======== Given passage
The two men had both been transformed by the events of the past sixteen months. Heidemann looked worn out and seedy. He had grown a beard in captivity which only gave further emphasis to the unhealthy prison pallor of his skin. His first act on arriving in the courtroom was to head for the corner. When anyone spoke to him, he would look away. It was common knowledge that he had suffered some kind of nervous collapse in jail.
Kujau, in contrast, had developed into something of a star. He had sold his life story to Bild Zeitung for 100,000 marks. He gave regular television interviews from his prison cell. He slapped backs, exchanged jokes with his warders, kissed female reporters, and happily signed autographs ‘Adolf Hitler’. And he lied: expertly, exuberantly and constantly. Every reporter who interviewed him came away with a forged diary entry as a souvenir and a different version of his career. He drove Heidemann mad with frustration. While the reporter sat alone in his cell, poring over a meticulous card-index of the events of the past three years, trying to work out what had happened, he could hear Kujau regaling a reporter with some new account of his adventures; occasionally, like a tormented beast, Heidemann would let out a howl of rage. He would not speak to Kujau; he would not look at him. It was a far cry from the days when Gerd and Gina and Conny and Edith would meet and toast with champagne their good fortune at having met one another.
================
======== Record extracts
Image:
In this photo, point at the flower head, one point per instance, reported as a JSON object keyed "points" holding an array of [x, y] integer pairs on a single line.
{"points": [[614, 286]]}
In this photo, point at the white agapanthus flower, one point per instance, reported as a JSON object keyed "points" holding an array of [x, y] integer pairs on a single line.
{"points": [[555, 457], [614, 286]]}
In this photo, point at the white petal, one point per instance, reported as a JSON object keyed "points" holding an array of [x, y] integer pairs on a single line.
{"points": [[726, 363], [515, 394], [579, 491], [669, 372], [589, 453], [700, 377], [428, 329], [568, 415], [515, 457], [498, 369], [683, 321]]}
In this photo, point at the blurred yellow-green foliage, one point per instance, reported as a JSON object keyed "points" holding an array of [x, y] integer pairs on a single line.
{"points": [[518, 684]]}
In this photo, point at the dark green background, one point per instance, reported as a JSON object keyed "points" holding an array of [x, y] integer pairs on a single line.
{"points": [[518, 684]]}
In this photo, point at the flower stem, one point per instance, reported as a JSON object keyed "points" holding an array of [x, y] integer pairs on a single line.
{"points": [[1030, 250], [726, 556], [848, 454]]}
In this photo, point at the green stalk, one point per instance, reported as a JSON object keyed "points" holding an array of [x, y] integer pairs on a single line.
================
| Exercise requirements |
#1 In the passage about Heidemann and Kujau, for how much did Kujau sell his life story, and to whom?
#2 Pick up the passage about Heidemann and Kujau after its last sentence and continue it.

| Response list |
#1 He sold it to Bild Zeitung for 100,000 marks.

#2
On its opening day, the Hitler diaries trial drew an audience of 100 reporters, 150 photographers and television crewmen and around sixty members of the public. It was front page news for the first couple of days; thereafter interest dwindled until eventually the audience numbered only a half dozen regular court reporters and a handful of curious day trippers. The proceedings became so monotonous that in the middle of September one of the magistrates had to be replaced because of a chronic inability to stay awake.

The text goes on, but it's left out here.